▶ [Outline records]
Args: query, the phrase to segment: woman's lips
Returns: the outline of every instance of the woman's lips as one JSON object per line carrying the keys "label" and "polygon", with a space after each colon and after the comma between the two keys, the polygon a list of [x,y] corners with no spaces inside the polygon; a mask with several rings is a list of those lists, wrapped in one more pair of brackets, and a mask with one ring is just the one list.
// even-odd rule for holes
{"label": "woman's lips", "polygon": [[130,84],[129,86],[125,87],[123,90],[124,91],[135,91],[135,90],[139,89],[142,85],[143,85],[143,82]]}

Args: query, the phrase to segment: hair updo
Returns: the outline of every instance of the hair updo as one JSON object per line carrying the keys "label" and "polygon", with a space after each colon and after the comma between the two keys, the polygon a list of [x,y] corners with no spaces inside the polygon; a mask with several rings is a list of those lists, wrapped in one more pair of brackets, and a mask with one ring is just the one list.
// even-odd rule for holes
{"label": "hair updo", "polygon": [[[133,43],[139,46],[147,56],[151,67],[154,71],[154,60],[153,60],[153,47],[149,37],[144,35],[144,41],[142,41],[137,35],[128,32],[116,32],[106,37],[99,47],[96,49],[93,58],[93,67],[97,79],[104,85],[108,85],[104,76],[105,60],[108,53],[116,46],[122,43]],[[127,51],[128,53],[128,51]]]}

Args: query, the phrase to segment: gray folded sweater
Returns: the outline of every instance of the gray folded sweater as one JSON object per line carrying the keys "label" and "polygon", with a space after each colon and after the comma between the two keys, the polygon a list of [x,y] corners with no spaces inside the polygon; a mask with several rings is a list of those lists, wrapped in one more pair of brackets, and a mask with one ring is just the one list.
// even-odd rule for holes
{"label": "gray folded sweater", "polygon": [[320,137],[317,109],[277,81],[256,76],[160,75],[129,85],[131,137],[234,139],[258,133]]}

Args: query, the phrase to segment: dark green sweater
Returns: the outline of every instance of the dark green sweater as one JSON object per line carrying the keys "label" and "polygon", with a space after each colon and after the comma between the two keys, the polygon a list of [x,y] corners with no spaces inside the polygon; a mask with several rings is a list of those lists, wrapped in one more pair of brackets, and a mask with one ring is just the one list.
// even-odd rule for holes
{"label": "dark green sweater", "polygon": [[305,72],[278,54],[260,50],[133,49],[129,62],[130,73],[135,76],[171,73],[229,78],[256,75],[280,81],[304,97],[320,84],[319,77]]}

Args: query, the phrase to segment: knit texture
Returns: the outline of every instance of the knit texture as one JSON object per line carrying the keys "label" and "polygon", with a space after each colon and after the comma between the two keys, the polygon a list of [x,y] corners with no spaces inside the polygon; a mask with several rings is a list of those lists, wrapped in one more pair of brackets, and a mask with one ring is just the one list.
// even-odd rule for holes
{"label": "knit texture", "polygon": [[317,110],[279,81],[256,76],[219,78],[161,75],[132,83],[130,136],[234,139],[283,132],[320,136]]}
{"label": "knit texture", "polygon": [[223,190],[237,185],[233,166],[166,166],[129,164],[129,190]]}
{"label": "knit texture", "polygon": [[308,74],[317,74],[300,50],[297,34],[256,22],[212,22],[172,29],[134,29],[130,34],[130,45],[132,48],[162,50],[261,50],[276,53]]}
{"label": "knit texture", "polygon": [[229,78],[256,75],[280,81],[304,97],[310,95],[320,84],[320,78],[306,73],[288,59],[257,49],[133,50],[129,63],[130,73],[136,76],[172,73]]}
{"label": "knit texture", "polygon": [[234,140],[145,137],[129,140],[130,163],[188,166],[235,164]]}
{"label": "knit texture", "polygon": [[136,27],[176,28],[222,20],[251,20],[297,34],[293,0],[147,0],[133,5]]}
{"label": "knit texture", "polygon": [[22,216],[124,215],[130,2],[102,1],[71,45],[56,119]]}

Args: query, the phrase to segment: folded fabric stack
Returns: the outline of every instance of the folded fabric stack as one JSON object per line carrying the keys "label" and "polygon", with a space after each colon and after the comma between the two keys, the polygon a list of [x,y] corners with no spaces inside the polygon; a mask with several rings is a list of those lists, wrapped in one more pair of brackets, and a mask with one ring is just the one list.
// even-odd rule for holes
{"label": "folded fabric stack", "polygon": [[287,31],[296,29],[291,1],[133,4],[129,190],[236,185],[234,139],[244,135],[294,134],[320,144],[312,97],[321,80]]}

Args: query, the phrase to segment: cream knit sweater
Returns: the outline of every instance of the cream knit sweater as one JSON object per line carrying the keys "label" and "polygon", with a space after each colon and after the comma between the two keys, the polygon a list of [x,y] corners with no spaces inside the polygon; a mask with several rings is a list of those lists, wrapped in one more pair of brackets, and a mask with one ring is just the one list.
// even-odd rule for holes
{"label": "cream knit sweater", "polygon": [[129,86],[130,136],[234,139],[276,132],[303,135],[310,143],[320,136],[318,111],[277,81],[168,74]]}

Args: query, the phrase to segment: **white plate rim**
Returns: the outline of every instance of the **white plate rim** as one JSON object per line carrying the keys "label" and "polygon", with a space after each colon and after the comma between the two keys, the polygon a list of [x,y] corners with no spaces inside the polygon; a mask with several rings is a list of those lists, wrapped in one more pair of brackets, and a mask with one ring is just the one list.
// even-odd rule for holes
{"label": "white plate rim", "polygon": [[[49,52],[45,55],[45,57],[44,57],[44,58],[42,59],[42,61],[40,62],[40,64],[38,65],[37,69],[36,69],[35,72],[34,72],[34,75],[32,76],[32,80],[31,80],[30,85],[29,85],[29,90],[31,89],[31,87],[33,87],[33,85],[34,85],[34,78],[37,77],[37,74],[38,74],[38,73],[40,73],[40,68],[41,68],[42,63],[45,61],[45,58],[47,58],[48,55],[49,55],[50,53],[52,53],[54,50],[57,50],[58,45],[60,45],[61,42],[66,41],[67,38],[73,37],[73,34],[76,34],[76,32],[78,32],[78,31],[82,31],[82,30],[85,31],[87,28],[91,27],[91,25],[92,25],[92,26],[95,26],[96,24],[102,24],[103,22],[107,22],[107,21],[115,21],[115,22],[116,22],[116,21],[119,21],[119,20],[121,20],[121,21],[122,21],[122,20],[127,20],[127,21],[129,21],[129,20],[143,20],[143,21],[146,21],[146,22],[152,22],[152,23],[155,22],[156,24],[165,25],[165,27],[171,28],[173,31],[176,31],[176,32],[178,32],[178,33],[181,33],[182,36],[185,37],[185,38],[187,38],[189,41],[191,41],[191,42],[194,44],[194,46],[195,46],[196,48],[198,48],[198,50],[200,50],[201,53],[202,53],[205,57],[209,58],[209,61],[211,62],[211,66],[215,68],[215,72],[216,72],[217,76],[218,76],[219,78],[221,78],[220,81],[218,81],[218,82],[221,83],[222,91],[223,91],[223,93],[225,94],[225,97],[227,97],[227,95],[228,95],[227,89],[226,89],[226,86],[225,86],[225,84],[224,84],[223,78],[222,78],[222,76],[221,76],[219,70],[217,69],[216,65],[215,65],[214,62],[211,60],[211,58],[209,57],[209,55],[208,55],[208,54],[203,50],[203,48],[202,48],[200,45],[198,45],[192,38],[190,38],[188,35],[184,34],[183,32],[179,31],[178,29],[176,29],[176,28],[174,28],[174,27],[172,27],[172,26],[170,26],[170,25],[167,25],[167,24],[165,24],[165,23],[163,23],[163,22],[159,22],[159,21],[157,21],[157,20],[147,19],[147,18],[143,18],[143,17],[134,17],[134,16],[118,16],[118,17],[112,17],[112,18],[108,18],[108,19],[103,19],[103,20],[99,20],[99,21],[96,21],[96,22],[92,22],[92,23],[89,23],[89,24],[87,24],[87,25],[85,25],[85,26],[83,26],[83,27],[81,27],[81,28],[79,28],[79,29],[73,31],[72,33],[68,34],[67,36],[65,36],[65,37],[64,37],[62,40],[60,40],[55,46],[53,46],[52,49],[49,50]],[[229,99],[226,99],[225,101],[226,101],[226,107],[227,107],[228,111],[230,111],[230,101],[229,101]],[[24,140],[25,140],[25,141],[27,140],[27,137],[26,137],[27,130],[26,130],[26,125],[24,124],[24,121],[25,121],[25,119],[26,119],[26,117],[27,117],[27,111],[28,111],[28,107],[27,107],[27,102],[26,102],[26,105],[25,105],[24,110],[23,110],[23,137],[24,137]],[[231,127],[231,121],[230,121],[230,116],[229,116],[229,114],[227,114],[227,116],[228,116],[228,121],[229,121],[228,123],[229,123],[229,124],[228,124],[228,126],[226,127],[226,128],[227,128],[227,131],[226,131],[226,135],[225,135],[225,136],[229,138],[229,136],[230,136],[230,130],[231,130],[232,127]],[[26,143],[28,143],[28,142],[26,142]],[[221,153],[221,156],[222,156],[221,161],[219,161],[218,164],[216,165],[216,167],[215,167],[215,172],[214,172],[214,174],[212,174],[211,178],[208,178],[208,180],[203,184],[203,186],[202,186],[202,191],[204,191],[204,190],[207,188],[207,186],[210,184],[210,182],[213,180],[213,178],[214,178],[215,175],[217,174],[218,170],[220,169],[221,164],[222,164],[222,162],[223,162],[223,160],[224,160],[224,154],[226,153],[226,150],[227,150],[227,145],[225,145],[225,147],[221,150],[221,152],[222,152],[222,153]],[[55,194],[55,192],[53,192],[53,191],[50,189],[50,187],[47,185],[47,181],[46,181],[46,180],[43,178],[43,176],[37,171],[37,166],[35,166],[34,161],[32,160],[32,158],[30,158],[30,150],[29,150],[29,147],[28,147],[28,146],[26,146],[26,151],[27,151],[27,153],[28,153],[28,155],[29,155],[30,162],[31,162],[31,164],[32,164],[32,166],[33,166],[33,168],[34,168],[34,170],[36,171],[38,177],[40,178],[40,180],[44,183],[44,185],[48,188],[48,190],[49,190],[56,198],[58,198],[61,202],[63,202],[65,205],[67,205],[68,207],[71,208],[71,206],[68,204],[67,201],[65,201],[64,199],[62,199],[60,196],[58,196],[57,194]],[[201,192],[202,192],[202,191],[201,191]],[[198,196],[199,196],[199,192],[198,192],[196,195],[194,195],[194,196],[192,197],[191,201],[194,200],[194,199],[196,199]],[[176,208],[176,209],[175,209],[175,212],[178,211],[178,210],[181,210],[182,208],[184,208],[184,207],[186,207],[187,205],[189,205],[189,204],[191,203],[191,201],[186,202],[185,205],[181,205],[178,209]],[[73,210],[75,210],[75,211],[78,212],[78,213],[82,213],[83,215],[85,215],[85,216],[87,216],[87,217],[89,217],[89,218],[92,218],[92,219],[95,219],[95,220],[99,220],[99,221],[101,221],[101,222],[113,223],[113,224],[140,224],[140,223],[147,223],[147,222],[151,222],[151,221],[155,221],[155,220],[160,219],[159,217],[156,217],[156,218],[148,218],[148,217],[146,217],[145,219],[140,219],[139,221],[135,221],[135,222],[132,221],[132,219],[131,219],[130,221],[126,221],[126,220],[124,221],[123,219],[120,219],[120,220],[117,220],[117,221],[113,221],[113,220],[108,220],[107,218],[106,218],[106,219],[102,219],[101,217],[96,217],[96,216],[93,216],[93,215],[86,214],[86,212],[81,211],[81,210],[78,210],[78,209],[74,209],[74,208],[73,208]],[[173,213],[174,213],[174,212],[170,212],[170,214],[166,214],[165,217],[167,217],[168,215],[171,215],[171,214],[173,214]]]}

▶ [Your goal] Set out as a numbered list, skipping blank lines, the lines from the start of the records through the line containing "Returns: the outline of every instance of the woman's".

▶ [Result below]
1. Args: query, the phrase to segment: woman's lips
2. Returns: the outline of every instance of the woman's lips as one JSON object per line carrying the keys "label" and "polygon", with a space after each colon and after the comma between the two keys, the polygon a list of [x,y] corners with no spaces inside the polygon; a mask with several rings is a list of those lists, wrapped in one more pair of brackets, and a mask with one ring is just the one list.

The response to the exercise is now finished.